» **Task goal**: According to the extract below about medical scientist Maseng, in which country did she train before returning home in 2009?

» **Extract provided**:
****************************************
Little did they suspect that in little over a year this variant would be the dominant form of SARS-CoV-2 in most parts of the world, and their discovery would be one of the milestones in the accelerated history of covid-19. It was a career highlight for Maseng, who like everyone else had been overwhelmed by how covid-19 had struck suddenly and claimed so many lives. This planted a seed in her—the conviction to dedicate more of her time to researching infectious diseases and helping people to develop immune resistance.

Finding answers

Maseng is a medical scientist at the Faculty of Health Sciences in the University of Botswana, based in Gaborone. She is also a research fellow at the Botswana-Harvard AIDS Institute Partnership. In countries such as Botswana, medical laboratory scientists working in hospitals and other health settings play an important role: data produced in their labs, in terms of patients’ results, influence most of the clinical decisions taken by medical doctors. But although this work was fulfilling, says Maseng, what she wanted was to do more research.

“Making laboratory diagnosis is fun, but I got tired of it mainly because it’s routine work,” she says. “I needed something challenging to keep me on my feet, finding answers to difficult questions that sometimes routine diagnostic work cannot answer. Research can inform testing protocols for diagnosis and better treatment.”

Maseng trained in Australia but returned to her home country after graduating in 2009. She explains, “I had a family to come back to. I was also on a government scholarship that dictated that I come back and work for my country, which is a good thing.” Like many countries, Botswana suffers from a shortage of doctors, nurses, and other medical workers, and the workers it does have endure low wages and insufficient resources. “This leads to overcrowding in clinics and hospitals, as health professionals resign to look for greener pastures outside the country,” says Maseng.
****************************************
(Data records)
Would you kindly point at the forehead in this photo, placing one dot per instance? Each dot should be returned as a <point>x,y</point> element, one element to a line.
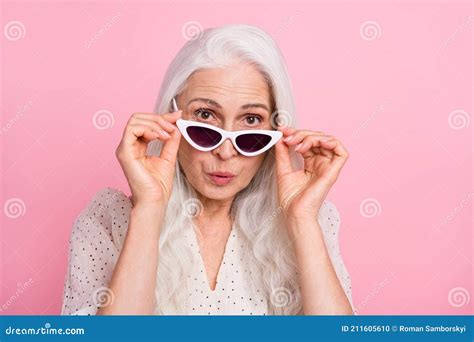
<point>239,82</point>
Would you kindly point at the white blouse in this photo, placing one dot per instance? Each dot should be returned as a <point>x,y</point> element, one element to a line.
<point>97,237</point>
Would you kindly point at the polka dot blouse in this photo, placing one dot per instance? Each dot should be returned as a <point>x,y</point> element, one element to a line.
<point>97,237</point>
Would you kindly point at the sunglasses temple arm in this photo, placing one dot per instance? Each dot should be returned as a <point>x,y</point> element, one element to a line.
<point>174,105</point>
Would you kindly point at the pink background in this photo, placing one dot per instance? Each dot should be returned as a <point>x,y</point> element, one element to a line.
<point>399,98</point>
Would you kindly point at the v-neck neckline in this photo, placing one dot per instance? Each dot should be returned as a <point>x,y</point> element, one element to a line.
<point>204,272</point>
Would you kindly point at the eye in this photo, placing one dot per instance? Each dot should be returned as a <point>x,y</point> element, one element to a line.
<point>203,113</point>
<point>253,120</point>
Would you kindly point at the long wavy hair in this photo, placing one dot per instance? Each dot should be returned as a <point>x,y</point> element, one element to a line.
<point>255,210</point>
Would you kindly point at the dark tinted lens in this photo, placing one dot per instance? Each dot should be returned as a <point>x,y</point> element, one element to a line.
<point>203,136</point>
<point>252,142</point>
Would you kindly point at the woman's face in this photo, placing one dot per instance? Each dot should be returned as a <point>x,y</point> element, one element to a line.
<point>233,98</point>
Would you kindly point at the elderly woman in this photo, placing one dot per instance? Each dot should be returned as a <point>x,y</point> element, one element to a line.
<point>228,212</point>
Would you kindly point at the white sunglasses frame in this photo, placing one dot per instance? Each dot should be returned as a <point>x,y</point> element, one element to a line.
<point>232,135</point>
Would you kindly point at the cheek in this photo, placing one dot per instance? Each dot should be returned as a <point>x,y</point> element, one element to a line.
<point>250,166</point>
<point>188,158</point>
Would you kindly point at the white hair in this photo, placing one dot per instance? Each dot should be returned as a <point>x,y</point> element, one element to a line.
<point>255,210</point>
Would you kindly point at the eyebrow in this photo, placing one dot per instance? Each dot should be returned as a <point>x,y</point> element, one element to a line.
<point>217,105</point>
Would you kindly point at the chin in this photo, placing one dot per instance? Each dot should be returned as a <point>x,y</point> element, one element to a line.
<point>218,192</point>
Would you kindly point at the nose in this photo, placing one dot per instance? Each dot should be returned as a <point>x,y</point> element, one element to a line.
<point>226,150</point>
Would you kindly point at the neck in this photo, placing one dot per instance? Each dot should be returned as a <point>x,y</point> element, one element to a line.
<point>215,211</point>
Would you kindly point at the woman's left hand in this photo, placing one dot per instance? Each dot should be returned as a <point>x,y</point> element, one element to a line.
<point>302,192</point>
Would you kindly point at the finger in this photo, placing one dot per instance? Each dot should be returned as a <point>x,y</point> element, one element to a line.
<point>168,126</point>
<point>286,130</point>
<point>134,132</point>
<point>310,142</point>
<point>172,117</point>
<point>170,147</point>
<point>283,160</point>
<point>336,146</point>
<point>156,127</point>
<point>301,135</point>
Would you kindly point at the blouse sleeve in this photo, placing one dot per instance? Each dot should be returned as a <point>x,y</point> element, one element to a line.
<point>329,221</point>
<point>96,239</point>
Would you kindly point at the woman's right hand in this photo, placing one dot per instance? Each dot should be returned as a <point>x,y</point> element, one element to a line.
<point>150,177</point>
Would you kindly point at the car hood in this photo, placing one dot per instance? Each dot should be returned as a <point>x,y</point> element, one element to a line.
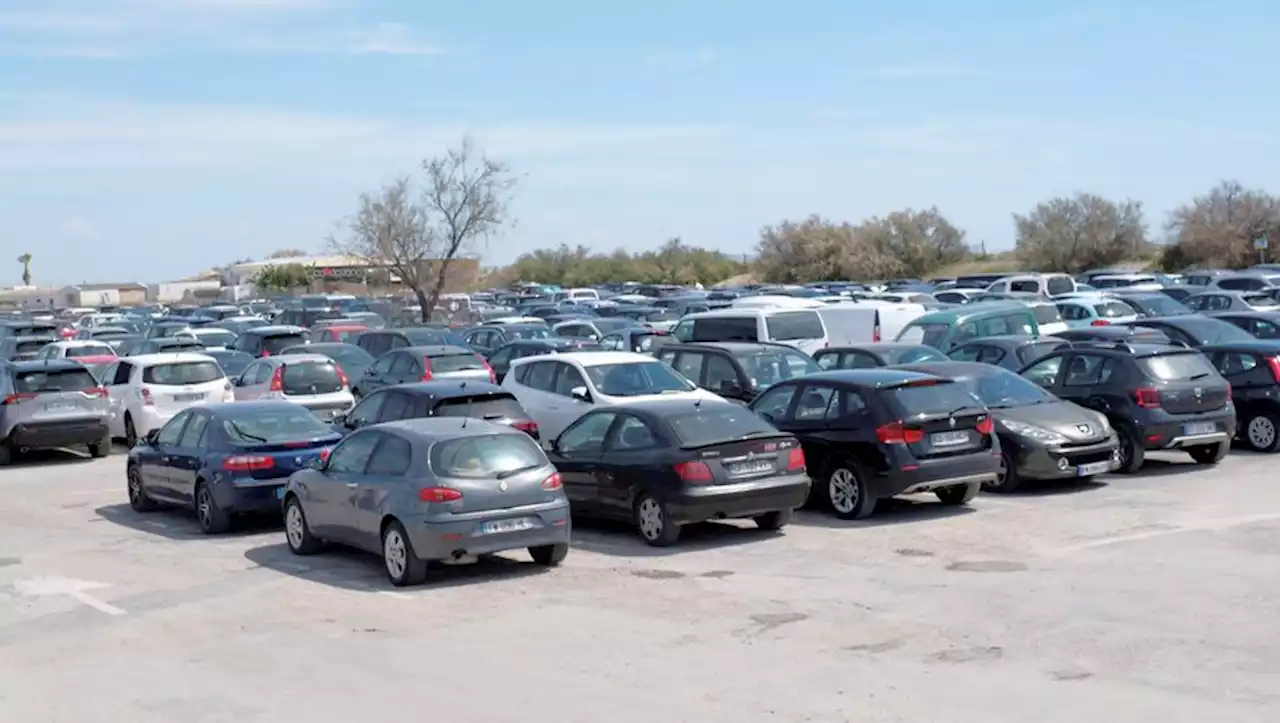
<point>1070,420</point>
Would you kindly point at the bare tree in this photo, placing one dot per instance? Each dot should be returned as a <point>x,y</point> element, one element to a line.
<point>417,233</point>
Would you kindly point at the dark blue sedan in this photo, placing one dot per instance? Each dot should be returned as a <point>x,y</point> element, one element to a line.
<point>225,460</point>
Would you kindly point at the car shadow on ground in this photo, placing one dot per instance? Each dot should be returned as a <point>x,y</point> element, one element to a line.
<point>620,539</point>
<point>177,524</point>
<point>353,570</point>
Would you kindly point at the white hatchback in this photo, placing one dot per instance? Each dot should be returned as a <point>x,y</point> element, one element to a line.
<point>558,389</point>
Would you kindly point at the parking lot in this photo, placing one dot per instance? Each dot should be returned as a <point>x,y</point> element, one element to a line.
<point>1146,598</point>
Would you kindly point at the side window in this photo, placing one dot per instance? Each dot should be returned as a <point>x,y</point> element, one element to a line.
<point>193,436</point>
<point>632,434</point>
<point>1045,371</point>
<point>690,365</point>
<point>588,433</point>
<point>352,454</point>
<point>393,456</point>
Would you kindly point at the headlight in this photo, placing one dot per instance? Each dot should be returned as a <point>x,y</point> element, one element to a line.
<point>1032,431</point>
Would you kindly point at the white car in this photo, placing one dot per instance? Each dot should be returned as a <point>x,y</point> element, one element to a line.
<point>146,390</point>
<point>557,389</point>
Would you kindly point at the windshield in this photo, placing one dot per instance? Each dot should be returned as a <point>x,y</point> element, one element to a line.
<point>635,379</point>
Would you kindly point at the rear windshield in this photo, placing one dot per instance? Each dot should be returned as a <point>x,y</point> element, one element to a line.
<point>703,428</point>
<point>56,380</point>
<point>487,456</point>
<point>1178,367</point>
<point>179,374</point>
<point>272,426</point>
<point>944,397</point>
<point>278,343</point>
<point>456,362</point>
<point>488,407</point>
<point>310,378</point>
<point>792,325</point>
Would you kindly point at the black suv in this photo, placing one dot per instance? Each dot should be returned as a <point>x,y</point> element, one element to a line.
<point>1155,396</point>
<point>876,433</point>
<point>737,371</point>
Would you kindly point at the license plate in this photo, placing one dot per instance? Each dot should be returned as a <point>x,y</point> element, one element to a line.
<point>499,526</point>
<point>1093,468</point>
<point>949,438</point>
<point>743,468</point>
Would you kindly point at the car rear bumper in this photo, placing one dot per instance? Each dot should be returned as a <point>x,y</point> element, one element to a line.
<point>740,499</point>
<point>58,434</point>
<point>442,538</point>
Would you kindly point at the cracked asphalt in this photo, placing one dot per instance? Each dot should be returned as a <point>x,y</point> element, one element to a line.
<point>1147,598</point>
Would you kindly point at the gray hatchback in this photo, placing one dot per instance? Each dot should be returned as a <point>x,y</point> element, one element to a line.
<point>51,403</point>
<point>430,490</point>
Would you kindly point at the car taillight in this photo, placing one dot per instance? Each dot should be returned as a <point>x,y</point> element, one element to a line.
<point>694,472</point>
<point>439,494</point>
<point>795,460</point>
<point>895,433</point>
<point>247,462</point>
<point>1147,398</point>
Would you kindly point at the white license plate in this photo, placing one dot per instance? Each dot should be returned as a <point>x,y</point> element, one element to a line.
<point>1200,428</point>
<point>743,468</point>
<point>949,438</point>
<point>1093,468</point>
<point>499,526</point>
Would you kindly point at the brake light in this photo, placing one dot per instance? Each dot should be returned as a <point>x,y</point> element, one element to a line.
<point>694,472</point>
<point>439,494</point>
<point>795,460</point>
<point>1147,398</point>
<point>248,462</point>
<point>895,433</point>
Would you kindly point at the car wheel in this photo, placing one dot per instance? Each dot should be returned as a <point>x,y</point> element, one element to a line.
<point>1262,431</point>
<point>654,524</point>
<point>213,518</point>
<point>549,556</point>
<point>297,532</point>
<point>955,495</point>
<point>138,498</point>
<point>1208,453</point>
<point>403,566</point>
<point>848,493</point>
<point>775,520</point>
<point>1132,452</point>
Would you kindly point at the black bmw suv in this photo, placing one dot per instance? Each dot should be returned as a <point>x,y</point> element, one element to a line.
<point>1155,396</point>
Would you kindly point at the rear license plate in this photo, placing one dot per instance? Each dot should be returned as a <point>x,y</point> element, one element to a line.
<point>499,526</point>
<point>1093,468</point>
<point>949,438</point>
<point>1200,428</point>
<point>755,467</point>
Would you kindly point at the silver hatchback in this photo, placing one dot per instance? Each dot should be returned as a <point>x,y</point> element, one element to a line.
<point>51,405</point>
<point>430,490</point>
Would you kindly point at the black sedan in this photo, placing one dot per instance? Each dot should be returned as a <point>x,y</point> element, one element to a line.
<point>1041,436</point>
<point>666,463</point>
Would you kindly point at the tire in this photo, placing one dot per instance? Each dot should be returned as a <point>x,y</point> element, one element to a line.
****************************************
» **Solved problem**: Australia.